| Do this |
Would you output the whole listing below, exactly as it reads?

| Records shown |
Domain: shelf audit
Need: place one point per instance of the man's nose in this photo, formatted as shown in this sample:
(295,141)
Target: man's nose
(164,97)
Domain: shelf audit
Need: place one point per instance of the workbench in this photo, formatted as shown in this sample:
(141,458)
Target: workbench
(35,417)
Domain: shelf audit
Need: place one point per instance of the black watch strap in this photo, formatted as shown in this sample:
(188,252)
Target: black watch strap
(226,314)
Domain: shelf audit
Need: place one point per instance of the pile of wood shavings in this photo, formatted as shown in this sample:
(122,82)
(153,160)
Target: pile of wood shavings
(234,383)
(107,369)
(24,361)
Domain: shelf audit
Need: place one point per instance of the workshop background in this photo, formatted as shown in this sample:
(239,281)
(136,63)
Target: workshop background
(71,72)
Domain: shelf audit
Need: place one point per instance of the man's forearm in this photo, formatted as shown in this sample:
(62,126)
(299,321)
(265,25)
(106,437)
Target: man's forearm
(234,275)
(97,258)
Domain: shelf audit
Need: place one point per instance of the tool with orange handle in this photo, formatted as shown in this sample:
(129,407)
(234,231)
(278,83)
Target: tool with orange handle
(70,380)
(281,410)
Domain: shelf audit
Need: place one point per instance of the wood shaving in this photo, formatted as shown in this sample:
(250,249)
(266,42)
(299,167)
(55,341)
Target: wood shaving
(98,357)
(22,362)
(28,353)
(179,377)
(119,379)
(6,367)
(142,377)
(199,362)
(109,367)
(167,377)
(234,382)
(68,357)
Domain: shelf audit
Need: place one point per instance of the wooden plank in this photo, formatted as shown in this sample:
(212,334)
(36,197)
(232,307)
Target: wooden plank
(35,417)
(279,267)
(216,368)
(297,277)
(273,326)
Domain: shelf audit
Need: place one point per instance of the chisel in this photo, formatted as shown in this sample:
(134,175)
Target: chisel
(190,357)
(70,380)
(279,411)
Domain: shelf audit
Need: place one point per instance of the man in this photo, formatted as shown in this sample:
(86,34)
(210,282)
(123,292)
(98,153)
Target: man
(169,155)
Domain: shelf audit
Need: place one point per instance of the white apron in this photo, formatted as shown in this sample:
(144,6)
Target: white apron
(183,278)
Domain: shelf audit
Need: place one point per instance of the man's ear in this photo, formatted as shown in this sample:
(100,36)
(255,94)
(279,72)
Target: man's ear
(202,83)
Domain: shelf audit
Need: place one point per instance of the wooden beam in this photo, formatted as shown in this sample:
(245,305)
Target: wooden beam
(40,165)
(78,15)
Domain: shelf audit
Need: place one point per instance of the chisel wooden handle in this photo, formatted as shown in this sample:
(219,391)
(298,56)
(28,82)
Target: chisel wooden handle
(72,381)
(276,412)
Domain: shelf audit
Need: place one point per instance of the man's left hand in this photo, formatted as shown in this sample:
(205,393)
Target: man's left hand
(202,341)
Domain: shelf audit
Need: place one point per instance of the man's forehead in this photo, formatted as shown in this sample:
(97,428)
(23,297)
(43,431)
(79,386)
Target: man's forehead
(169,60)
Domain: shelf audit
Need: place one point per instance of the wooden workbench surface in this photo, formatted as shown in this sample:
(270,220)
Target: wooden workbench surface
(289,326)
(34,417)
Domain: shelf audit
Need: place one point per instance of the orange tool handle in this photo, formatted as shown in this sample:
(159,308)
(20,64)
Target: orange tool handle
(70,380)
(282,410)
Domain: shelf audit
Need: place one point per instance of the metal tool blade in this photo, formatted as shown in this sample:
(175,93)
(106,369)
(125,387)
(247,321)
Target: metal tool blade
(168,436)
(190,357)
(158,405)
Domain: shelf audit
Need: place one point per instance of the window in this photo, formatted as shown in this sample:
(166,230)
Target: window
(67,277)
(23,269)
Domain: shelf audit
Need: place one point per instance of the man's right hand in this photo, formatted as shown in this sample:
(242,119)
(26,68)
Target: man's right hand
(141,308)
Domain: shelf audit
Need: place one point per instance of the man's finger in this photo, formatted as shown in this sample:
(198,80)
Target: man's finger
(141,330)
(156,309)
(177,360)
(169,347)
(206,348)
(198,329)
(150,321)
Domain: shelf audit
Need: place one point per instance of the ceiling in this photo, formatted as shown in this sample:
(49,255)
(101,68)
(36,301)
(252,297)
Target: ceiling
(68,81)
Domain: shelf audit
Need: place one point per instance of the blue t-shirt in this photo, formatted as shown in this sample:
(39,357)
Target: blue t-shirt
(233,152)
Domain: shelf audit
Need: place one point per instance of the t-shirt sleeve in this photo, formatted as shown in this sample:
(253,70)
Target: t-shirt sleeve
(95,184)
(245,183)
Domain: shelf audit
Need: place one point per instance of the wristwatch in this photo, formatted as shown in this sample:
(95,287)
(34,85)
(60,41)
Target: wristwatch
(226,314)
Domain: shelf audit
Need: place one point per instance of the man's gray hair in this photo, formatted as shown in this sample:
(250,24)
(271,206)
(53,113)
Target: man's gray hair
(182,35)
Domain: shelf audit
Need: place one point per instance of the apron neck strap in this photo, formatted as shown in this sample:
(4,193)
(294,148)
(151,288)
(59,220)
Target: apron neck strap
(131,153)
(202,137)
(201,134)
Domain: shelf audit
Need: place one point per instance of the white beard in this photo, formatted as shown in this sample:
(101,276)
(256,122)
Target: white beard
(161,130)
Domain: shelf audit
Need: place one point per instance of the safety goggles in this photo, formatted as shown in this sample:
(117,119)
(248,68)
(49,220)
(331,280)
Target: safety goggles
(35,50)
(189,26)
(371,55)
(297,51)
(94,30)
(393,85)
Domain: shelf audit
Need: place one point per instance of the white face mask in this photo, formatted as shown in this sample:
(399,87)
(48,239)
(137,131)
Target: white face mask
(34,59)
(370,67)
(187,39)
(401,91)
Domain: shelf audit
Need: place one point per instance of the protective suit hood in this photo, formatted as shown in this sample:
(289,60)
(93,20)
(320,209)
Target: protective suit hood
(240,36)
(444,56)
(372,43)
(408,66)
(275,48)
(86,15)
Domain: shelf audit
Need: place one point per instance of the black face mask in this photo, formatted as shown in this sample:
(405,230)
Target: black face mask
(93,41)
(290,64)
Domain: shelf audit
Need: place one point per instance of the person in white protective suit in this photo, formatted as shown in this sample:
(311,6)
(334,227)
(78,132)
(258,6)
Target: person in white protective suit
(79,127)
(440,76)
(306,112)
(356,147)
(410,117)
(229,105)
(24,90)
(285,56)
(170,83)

| Solution to this exercise |
Domain: shelf audit
Need: place one point per instance of the man's nose in this photo, formatted as shown in this sample:
(295,141)
Target: man's nose
(164,97)
Domain: shelf audit
Need: place one point per instance of the workbench in this photo, formatted as shown in this sample:
(141,458)
Target: workbench
(35,417)
Domain: shelf audit
Need: place one point per instance of the black watch strap in this photo, formatted as shown in this sample:
(188,252)
Target: black watch strap
(226,314)
Domain: shelf audit
Need: place one point per instance of the pile of wood shavings in this photo, formatted as shown in this sample:
(122,82)
(153,160)
Target: pile of wood shavings
(234,383)
(107,369)
(24,361)
Domain: shelf audit
Need: place one point per instance of the workshop background in this photo, formatted as shown in this sample:
(239,281)
(136,63)
Target: workshop background
(71,72)
Domain: shelf audit
Need: place one point per instance of the man's forearm in this photo, formatted as shown in this sample:
(62,126)
(299,321)
(265,25)
(106,437)
Target: man's forearm
(234,275)
(97,258)
Domain: shelf audit
Need: place one point per instance of the tool with orange handle in this photo, formatted as shown in this sample:
(129,407)
(234,231)
(278,83)
Target: tool with orange handle
(70,380)
(281,410)
Domain: shelf audit
Need: place one point per instance of the wood shaving in this photo, formatted as shown in this sample:
(250,249)
(266,42)
(299,167)
(55,341)
Target: wood shaving
(98,357)
(22,362)
(28,353)
(179,377)
(119,379)
(6,367)
(142,377)
(199,362)
(109,367)
(167,377)
(234,382)
(68,357)
Domain: shelf audit
Need: place one point per instance of the wooden plank in this photo, formatted as shown in this sample:
(212,334)
(36,197)
(232,307)
Target: wooden plank
(35,417)
(279,267)
(216,368)
(297,277)
(273,326)
Domain: shelf audit
Need: place one point per instance of the chisel in this photo, formatted as shown in this sample:
(134,175)
Target: chisel
(190,357)
(70,380)
(279,411)
Domain: shelf audit
Need: place one point per instance of the man in this photo, formatted as shown in this sample:
(86,34)
(210,282)
(123,292)
(98,153)
Target: man
(169,155)
Domain: shelf audit
Need: place one point per instance of the white apron in this photo, formatted as shown in this sample:
(144,6)
Target: white apron
(183,278)
Domain: shelf audit
Need: place one point per instance of the man's ear in this photo, formatted as shown in this sample:
(100,36)
(255,94)
(279,72)
Target: man's ear
(202,83)
Domain: shelf audit
Need: place one point per instance of the wooden beam in this photo, formatted as shown in this sample:
(245,305)
Target: wooden beam
(40,165)
(78,15)
Domain: shelf audit
Need: place one point per instance of the chisel wooden handle in this photo, formatted as shown in this sample:
(219,391)
(298,56)
(28,82)
Target: chisel wooden handle
(72,381)
(276,412)
Domain: shelf audit
Need: place one point per instance of the man's left hand in this photo, formatted as shown in this sample:
(205,393)
Target: man's left hand
(202,341)
Domain: shelf audit
Need: place one point per instance of the man's forehead in this photo, formatted as shown in this sample:
(97,428)
(23,297)
(43,431)
(79,386)
Target: man's forehead
(169,60)
Domain: shelf audit
Need: place one point per instance of the wooden workbench surface in this photo, formatted as shown in this sample:
(270,220)
Target: wooden workbench surface
(289,326)
(34,417)
Domain: shelf audit
Need: place one point per instance of the orange tool handle in this photo, formatted as shown in this sample:
(159,308)
(20,64)
Target: orange tool handle
(70,380)
(282,410)
Domain: shelf audit
Need: place one point per instance of the metal tool blade in this photo, formatted as shown in this sample:
(175,93)
(106,369)
(125,387)
(247,321)
Target: metal tool blade
(168,436)
(190,357)
(158,405)
Domain: shelf audit
Need: place one point per instance of the window in this photo, formatted as shown in this sample:
(166,230)
Target: window
(67,277)
(23,269)
Domain: shelf audit
Need: place one point per instance of the man's right hand in this photo, formatted as shown in this sample:
(242,119)
(26,68)
Target: man's right hand
(141,308)
Domain: shelf audit
Need: place one point per instance of the man's finger in this photo, formatted as shown in this sample:
(198,80)
Target: man's finger
(141,330)
(156,309)
(177,360)
(169,347)
(206,348)
(198,329)
(150,321)
Domain: shelf audit
Need: place one point per instance of the ceiling in this photo, formatted as shown in this sample:
(49,255)
(101,68)
(36,301)
(252,297)
Target: ceiling
(68,81)
Domain: shelf audit
Need: place one point per instance of the blue t-shirt in this photo, formatted as shown in this sample:
(39,357)
Target: blue t-shirt
(233,152)
Domain: shelf audit
Need: place one point per instance of the t-shirt sleeve in this photo, formatted as shown in this sample:
(253,70)
Target: t-shirt sleeve
(95,184)
(245,183)
Domain: shelf audit
Need: place one point per instance of the wristwatch in this photo, formatted as shown in this sample:
(95,287)
(34,85)
(60,41)
Target: wristwatch
(226,314)
Domain: shelf audit
Need: place one point per instance of the man's gray hair in this photo, formatted as shown in this sample:
(250,24)
(271,206)
(53,113)
Target: man's gray hair
(182,35)
Domain: shelf audit
Need: place one point per instance of the apron neck strap in this photo, formatted as shown in this sample:
(4,193)
(294,148)
(151,288)
(59,220)
Target: apron neck strap
(131,153)
(202,137)
(201,134)
Domain: shelf audit
Need: place one point per instance of the white beard in this photo, formatted as shown in this sample:
(101,276)
(256,122)
Target: white beard
(161,130)
Domain: shelf audit
Need: place one point per instance of the safety goggles in this photo, formatted as shown in this sample:
(117,119)
(248,68)
(49,220)
(331,280)
Target: safety goggles
(35,50)
(189,26)
(371,55)
(297,51)
(94,30)
(393,85)
Domain: shelf audit
Need: place one point per instance of the white face mask in this photo, formatted as shown in this sample:
(399,87)
(48,239)
(137,131)
Target: white face mask
(34,59)
(370,67)
(187,39)
(401,91)
Domain: shelf audit
Need: place one point per instance of the protective suit hood in this photo, formatted as shown in this sample:
(289,60)
(93,20)
(320,209)
Target: protective suit hood
(240,36)
(444,56)
(372,43)
(408,66)
(275,48)
(86,15)
Domain: shelf audit
Need: place one point per instance of the black face mask in this photo, formatted as shown in this sample:
(405,230)
Target: black face mask
(93,41)
(290,64)
Domain: shelf audit
Need: place one point per instance of the person in white protective suit in this photo, formatted as shown in this sample:
(311,6)
(334,227)
(78,132)
(258,6)
Target: person in white protective suit
(79,127)
(440,76)
(306,112)
(356,147)
(410,117)
(229,105)
(24,90)
(285,56)
(170,83)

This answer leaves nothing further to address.